--- PROVIDED PASSAGE ---

Hurricane Ida is projected to hit Louisiana on Sunday as a Category 4 storm, bringing winds as high as 140 miles an hour to the Gulf Coast 16 years to the day after Hurricane Katrina made landfall. Mandatory evacuation orders are in effect for some coastal parishes and parts of New Orleans (though evacuation is often an option that not all residents have), and the Saints have canceled their Sunday game at the Superdome. And all of this is coming as the state’s hospitals are already overwhelmed by a fourth wave of COVID-19.
Hurricanes are expected in hurricane season, but read the explanations of Ida and something else stands out: Ida is going to be a lot worse than it would have been, because the Gulf of Mexico is really warm right now.
Per Reuters:
“This storm has the potential for rapid increases in intensity before it comes ashore” because of extremely warm waters off Louisiana, said Jim Foerster, chief meteorologist at DTN, which provides weather advice to oil and transportation companies.
Per WWSB:
Ida looks to rapidly intensify…as it moves over the very warm Gulf of Mexico where water temperatures are into the upper 80′s.

---

### REQUIRED TASKS
#1 According to the Hurricane Ida passage, what does WWSB say the water temperatures in the Gulf of Mexico are?
#2 Please extend the Hurricane Ida passage from its last sentence.
The records after this aren't needed.

--- LISTED RECORDS ---

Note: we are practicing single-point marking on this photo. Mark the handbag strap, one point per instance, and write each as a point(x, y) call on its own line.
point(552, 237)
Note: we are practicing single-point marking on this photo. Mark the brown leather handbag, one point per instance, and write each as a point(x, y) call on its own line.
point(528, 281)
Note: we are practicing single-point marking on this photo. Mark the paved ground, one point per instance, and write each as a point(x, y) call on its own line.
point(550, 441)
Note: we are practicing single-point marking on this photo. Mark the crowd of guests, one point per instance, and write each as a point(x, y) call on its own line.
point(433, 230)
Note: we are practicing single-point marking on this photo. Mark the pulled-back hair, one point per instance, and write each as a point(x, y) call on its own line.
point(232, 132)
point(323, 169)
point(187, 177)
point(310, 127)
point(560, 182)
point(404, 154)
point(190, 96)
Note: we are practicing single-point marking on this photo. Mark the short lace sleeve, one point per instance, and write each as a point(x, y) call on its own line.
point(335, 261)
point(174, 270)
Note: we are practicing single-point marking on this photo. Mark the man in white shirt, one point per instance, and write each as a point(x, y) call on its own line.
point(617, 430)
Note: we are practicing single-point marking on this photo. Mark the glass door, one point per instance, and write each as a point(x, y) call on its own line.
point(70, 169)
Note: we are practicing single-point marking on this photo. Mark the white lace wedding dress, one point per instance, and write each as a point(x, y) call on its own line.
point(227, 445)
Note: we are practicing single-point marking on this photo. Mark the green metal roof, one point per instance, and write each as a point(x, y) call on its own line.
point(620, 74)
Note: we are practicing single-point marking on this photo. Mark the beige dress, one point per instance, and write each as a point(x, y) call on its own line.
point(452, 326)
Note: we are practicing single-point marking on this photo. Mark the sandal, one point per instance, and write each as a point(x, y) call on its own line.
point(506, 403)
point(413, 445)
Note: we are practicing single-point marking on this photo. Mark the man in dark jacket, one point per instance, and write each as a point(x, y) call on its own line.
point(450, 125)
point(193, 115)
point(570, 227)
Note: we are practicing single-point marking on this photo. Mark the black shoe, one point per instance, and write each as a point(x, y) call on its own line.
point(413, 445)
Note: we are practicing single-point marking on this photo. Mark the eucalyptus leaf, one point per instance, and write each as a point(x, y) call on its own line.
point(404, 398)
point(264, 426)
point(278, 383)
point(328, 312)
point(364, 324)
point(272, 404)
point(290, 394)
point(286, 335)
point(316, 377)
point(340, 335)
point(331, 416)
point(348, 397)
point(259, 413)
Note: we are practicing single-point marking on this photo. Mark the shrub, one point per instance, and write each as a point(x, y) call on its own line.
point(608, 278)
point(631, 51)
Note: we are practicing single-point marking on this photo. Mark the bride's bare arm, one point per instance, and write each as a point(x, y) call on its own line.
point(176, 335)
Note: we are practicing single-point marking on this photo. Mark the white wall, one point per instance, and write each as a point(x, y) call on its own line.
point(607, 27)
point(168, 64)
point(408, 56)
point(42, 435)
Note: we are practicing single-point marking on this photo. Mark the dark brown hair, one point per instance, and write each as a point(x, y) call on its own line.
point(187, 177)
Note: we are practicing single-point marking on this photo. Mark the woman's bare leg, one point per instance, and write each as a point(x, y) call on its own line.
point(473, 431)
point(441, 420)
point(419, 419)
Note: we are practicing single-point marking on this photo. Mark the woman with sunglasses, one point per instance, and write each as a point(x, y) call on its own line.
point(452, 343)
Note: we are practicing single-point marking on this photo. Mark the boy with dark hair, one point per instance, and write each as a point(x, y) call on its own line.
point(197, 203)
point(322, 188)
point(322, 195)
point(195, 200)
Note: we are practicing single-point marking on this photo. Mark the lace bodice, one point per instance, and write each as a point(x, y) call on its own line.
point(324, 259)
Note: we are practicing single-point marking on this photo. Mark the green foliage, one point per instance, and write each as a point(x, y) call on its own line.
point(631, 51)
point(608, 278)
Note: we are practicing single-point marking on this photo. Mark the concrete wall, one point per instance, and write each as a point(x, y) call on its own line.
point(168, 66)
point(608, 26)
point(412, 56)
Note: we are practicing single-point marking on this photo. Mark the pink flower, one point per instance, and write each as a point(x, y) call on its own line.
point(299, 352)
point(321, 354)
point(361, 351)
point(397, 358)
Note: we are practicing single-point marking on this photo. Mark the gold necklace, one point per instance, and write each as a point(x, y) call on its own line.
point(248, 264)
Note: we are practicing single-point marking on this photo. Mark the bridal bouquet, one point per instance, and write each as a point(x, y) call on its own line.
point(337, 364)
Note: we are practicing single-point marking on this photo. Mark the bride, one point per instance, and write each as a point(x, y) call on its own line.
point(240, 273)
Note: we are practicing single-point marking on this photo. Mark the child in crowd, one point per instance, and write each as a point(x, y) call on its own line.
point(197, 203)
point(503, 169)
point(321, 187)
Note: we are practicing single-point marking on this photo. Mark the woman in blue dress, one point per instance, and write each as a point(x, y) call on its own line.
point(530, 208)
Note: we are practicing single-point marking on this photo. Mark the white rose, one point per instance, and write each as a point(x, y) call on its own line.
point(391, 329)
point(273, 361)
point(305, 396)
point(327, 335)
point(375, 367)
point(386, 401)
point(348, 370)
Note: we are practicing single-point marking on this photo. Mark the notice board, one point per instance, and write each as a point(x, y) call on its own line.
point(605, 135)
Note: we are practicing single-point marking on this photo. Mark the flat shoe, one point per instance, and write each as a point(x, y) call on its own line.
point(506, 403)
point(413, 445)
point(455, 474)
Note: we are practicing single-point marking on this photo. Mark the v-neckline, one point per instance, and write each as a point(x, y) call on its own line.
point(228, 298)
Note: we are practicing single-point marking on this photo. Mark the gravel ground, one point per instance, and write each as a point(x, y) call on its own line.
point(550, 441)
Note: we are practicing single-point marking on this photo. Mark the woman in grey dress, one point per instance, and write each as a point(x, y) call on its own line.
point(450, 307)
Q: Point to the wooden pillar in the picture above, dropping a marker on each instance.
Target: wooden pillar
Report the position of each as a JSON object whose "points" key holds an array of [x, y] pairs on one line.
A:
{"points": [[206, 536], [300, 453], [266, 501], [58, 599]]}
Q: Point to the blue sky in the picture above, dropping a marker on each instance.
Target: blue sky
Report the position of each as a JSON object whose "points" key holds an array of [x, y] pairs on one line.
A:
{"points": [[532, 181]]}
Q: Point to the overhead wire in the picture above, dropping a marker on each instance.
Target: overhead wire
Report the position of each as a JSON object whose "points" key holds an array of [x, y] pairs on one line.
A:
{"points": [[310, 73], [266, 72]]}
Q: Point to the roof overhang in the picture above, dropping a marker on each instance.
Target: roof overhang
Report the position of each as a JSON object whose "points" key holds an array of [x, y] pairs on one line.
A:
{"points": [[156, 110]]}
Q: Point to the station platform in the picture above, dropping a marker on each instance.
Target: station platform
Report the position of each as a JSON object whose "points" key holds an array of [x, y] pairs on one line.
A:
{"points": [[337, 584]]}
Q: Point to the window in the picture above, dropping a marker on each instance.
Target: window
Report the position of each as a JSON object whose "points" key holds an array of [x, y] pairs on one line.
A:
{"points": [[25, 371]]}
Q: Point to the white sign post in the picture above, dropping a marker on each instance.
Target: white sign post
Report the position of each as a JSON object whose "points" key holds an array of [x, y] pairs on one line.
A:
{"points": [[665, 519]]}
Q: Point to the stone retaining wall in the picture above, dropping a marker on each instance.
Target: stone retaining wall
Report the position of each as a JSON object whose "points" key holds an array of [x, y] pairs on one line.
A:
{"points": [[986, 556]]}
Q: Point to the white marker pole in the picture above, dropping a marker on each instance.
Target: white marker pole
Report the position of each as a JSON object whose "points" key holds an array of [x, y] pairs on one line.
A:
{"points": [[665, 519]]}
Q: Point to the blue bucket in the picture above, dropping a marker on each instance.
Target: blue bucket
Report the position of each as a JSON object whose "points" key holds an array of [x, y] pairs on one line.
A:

---

### ANSWERS FOR THE EXERCISE
#1 Into the upper 80s.

#2
At Sarasota Magazine, Bob Bunting offers a good explanation of what “extremely warm” means in this case, pointing to NOAA data (and handy maps) showing that “the Gulf is up to 8°F warmer than it should be this time of the year.” I won’t try to get into the mechanics of how hurricanes work, but suffice to say that hotter water temperatures correlate with more severe storms.
And that’s the ominous story underlying the immediate story here, because the Gulf of Mexico is getting warmer. A 2017 study of the potential impacts of warming water temperatures on Gulf storms found that the region might be due for fewer hurricanes overall, but the ones that did hit would be more damaging—specifically, “an increased proportion of category 3, 4, and 5 storms.”
Hurricanes, of course, are a longstanding thing, and the explanations for their prevalence or size are complicated. But Ida’s emergence, one year after the United States set a record with $22 billion weather events—as fires rage out west and flash floods wreak havoc in Tennessee and New York—is nonetheless an image of a future that’s already here. We are, and increasingly will be, confronted with the sorts of disasters that our existing infrastructure and routines were not set up to absorb.